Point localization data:
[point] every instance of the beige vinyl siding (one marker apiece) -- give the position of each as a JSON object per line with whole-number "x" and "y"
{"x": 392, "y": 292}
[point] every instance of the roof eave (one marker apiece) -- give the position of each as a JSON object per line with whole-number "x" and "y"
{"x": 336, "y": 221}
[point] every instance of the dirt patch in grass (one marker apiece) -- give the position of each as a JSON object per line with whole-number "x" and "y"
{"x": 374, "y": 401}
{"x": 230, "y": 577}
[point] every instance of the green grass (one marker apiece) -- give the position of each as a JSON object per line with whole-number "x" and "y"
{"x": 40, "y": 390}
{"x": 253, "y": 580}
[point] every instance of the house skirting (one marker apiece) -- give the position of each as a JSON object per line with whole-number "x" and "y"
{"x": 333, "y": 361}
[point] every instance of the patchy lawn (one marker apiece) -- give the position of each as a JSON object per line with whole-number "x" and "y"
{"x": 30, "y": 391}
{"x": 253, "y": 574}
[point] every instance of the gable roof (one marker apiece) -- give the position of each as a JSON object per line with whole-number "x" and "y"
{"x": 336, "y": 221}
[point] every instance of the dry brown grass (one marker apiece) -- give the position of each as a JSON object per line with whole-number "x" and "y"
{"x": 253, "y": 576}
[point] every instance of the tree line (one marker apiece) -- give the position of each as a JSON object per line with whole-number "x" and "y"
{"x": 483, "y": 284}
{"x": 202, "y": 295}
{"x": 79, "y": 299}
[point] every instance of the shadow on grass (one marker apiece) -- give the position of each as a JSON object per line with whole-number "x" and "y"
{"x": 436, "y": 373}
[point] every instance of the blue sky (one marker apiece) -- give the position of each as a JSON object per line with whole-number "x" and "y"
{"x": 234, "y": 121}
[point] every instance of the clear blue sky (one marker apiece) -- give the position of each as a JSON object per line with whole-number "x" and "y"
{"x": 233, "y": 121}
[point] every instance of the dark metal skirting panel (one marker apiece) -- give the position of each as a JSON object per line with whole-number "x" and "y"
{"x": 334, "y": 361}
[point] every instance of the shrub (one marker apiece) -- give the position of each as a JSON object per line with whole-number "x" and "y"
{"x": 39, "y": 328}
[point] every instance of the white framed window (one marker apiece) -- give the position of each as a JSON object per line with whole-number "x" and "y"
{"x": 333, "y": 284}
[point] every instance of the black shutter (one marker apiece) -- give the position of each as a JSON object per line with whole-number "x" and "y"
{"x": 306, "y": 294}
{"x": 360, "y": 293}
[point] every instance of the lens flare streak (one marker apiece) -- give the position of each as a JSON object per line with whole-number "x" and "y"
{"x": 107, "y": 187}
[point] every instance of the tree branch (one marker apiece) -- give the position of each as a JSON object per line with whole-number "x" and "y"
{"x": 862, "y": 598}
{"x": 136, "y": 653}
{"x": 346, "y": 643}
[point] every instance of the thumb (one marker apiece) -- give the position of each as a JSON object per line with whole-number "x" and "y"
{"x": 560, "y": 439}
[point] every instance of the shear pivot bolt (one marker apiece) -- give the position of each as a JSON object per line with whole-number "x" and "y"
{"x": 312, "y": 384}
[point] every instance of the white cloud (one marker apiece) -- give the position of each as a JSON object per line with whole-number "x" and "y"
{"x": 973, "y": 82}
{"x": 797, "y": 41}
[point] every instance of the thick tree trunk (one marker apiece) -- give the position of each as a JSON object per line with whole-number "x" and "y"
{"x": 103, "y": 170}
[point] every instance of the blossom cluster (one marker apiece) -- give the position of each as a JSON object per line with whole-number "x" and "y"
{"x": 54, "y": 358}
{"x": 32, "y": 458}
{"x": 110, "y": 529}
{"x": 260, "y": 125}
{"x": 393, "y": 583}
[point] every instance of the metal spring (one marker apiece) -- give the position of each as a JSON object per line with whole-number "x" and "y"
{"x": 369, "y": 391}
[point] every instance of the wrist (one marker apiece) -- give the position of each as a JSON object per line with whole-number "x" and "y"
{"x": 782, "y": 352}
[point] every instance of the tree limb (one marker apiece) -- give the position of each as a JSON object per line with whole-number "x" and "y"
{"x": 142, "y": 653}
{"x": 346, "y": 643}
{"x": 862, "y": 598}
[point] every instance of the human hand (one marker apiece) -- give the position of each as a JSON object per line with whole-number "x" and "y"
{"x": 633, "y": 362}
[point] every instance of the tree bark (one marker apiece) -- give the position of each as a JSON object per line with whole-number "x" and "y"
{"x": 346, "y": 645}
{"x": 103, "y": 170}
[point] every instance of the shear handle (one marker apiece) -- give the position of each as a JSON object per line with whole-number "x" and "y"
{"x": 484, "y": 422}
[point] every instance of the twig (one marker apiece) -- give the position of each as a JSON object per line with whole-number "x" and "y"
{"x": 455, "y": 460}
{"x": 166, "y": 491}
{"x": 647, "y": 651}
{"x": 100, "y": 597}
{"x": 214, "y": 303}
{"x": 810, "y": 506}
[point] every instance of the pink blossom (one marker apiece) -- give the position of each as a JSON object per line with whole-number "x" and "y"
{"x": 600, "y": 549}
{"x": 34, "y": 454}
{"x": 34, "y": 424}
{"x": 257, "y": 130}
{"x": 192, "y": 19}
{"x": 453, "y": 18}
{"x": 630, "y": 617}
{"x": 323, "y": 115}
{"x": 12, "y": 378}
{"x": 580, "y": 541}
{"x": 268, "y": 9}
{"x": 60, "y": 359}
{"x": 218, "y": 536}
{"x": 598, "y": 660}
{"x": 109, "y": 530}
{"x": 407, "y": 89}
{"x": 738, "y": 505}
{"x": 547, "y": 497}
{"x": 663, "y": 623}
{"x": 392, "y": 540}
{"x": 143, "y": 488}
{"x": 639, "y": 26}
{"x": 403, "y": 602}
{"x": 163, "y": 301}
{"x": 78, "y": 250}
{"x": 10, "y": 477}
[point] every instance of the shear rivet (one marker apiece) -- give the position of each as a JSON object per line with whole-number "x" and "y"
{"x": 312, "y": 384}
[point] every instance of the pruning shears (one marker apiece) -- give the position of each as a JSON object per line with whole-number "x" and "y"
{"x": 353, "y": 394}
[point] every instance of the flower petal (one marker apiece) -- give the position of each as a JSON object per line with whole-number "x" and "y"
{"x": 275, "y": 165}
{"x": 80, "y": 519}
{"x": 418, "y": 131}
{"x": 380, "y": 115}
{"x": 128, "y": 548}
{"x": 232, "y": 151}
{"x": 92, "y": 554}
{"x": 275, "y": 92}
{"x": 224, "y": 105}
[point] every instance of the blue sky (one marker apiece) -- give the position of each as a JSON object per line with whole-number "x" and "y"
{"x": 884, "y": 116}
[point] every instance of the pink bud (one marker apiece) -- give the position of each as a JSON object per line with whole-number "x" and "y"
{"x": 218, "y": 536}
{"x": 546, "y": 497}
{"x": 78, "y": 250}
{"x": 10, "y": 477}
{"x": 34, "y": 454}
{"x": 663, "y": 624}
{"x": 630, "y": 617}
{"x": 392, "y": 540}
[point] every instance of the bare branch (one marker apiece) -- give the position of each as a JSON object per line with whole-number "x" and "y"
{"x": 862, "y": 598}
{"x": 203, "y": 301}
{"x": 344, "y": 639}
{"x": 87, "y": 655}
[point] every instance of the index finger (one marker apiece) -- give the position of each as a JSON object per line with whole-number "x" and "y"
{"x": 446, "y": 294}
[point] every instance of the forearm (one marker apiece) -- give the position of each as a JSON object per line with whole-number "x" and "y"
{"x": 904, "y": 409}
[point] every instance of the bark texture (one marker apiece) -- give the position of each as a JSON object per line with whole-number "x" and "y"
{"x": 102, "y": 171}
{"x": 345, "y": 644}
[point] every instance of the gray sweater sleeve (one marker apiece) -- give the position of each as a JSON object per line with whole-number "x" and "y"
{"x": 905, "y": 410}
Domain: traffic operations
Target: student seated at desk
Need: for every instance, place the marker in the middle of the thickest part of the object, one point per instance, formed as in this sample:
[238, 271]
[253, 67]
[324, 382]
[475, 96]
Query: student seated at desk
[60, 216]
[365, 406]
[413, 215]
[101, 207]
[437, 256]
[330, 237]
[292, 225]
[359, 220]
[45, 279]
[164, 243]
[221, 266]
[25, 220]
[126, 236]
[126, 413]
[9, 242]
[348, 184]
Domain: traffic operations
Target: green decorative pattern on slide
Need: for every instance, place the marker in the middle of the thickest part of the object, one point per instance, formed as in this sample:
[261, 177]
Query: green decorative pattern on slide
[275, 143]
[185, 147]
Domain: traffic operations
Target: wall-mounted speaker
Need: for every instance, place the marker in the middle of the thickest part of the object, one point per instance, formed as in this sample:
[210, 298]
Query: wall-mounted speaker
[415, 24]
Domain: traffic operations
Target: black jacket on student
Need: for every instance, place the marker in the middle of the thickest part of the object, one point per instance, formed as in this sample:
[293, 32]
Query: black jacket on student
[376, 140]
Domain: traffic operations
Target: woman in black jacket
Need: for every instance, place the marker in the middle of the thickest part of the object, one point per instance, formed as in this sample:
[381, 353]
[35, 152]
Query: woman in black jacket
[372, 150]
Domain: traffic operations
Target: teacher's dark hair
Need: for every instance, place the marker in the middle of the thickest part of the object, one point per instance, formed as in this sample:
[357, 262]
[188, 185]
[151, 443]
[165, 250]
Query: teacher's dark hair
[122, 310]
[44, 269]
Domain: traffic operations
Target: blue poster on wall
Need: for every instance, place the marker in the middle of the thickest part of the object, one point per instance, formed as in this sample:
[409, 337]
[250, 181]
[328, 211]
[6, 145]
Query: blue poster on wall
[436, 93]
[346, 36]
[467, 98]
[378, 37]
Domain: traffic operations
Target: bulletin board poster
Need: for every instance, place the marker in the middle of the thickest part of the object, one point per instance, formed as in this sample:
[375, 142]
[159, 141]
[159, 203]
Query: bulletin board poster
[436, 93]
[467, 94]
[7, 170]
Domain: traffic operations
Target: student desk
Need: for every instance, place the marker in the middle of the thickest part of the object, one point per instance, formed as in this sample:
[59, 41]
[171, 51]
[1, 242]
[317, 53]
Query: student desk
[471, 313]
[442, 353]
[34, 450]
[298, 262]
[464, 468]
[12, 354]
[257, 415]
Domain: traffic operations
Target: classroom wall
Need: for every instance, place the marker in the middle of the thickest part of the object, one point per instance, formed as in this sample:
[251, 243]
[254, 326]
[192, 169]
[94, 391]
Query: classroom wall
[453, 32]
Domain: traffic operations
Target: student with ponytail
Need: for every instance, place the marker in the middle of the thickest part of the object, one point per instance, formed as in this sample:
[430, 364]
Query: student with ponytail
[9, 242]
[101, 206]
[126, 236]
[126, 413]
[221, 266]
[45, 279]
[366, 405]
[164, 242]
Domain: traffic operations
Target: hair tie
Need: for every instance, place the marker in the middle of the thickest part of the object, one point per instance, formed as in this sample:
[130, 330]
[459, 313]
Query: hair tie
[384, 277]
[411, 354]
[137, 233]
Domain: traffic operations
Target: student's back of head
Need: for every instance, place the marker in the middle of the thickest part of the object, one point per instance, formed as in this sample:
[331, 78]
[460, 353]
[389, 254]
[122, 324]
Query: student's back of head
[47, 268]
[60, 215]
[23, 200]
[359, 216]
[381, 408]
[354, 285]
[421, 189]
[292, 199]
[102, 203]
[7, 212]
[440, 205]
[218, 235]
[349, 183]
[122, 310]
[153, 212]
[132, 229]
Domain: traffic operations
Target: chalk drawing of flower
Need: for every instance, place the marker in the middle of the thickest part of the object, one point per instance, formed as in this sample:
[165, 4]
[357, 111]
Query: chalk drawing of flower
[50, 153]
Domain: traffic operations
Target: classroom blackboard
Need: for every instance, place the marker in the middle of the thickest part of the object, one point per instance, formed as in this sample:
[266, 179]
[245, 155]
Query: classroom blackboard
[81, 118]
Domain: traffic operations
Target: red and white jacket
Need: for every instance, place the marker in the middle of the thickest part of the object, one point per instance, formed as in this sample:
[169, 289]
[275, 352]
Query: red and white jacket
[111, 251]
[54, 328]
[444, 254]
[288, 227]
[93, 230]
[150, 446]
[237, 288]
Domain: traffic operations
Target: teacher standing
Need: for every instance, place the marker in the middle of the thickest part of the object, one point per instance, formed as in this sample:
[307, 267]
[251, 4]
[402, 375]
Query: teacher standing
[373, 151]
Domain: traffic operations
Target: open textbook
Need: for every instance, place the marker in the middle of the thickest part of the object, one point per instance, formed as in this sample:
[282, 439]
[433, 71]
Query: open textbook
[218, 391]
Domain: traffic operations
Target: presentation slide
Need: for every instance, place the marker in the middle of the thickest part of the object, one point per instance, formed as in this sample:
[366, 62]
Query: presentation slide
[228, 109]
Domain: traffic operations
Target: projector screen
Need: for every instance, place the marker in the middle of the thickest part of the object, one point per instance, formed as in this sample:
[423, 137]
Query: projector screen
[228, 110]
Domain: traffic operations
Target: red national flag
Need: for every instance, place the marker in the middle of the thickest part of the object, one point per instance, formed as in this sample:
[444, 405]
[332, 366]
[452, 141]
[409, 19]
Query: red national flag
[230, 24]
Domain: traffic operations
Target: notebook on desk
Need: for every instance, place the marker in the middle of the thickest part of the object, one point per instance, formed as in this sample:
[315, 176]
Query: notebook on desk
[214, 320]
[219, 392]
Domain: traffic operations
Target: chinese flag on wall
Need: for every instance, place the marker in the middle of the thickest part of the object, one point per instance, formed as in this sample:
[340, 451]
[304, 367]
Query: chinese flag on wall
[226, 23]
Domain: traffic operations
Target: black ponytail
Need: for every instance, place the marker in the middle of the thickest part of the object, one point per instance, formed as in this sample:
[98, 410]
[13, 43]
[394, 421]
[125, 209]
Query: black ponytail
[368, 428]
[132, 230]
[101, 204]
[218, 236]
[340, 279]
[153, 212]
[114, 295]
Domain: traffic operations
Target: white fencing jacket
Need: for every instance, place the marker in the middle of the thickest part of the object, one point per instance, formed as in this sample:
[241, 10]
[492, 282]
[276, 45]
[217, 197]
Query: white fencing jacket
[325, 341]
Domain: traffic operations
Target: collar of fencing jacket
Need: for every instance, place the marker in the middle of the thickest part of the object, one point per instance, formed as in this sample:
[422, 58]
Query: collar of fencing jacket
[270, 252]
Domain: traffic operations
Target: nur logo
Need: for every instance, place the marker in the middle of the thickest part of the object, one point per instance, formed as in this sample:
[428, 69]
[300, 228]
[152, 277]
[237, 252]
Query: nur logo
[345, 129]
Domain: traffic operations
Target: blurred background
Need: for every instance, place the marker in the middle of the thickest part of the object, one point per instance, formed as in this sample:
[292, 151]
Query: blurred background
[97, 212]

Aim of the task: Begin at the line above that has "Target: presentation slide" and stop after the line that has "Target: chinese flag on wall", copying each line exactly and adding nothing else.

Reply:
Target: presentation slide
Need: for every instance, place the marker in the middle of the thickest part of the object, one point per instance, formed as in this sample:
[366, 62]
Query: presentation slide
[228, 109]
Domain: traffic operations
Target: projector screen
Need: for every instance, place the marker in the middle of the thickest part of the object, one point per instance, formed as in this sample:
[423, 137]
Query: projector screen
[228, 110]
Domain: traffic operations
Target: red national flag
Need: for every instance, place the marker in the middle of the thickest part of the object, one point per instance, formed as in this sample:
[444, 405]
[332, 366]
[452, 141]
[409, 19]
Query: red national flag
[230, 24]
Domain: traffic operations
Target: notebook on desk
Need: for every instance, place the marker in the middle of the thickest part of the object, one point per instance, formed as in this sample:
[315, 176]
Query: notebook on desk
[214, 320]
[219, 392]
Domain: traffic operations
Target: chinese flag on wall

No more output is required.